### Dataset content
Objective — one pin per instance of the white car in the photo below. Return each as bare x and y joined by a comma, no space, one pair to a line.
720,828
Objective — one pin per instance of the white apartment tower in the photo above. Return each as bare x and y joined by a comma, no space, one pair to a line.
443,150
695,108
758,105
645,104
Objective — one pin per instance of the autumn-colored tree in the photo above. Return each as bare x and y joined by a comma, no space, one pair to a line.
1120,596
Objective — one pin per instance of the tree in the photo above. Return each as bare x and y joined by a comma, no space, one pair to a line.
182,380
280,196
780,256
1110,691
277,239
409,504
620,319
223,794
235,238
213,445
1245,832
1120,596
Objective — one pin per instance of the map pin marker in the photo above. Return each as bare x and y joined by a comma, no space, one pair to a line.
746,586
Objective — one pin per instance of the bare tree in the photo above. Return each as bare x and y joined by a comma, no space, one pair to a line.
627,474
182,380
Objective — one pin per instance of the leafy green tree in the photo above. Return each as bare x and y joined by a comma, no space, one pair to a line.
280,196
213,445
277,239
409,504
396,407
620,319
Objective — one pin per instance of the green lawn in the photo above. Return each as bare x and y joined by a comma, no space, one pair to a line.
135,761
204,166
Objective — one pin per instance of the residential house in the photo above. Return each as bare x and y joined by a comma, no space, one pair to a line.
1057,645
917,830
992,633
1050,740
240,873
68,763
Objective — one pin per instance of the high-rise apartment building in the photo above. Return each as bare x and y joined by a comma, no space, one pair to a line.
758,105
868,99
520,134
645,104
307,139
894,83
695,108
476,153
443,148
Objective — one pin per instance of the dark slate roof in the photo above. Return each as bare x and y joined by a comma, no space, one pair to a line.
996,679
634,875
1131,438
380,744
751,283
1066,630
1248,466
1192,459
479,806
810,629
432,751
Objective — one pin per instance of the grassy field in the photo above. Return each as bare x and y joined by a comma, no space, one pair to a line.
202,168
######
* **Task instructions**
Change every "Objective" in the material above to "Task" and leave the rest as it is.

* **Answer to the problem**
Task — one pin per instance of the white car in the photo below. Return each as bare x and y joined by a comma, no space, one pair to a line.
720,828
Task — one pin per instance of the white apartment tower in the photo above. Return each as bare x and y joined by a comma, no space, one pair to a line.
443,150
695,108
758,105
645,104
Task — one pin per instance of the autumn-colored tree in the photo above. Return each as bare x and y joined by a comma, no space, one pair to a line.
1120,596
Task — one pin per instance of the tree in the photo above. Return each as bare x and y joined by a comma, no space, one pair to a line.
182,380
280,196
780,256
1110,691
277,239
409,504
620,319
223,794
235,238
213,445
1245,832
1120,596
Task — one pin per instance of the map pin marker in the photo above. Return each as bare x and y joined by a comma, no space, one pair to a line.
746,586
Task — one pin per instance of the bare tree in the photo above. Return each as bare x and y joined by a comma, no space, one pair to a line.
627,474
182,380
Task — one pin per instance of the leafy green tree in the photo above. Return each as bare x and y joined by a comma, no space, one pair to a line.
280,196
213,445
277,239
409,504
396,407
620,319
Task — one pin per instance of the green lawn in the photo above. Return each as bare x and y joined by a comma, no space, one pair to a line.
135,761
204,166
Task — one pin per instance of the residential house in the photo above. Return each as bare x and y joined by a comma, no space, one pair to a line.
1057,645
917,830
992,633
1050,740
240,873
68,763
Task — one pin per instance of the high-rise apartment building in the photo above. Return each as bare x and y joined by a comma, no space, one pair to a line.
758,105
868,99
520,134
645,104
307,139
894,83
695,108
476,153
443,148
Task — one pin per instance of the dark slate roof in the photo above. Return each as bare x and y joined by a comma, no space, one pair to a line.
996,679
634,875
1131,438
380,744
751,283
1066,630
1248,466
1192,459
479,806
810,629
432,751
Task — one pin per instance of the grassy field in the photo above. Return each as bare x and y joined by a comma, no space, one pair to a line.
202,168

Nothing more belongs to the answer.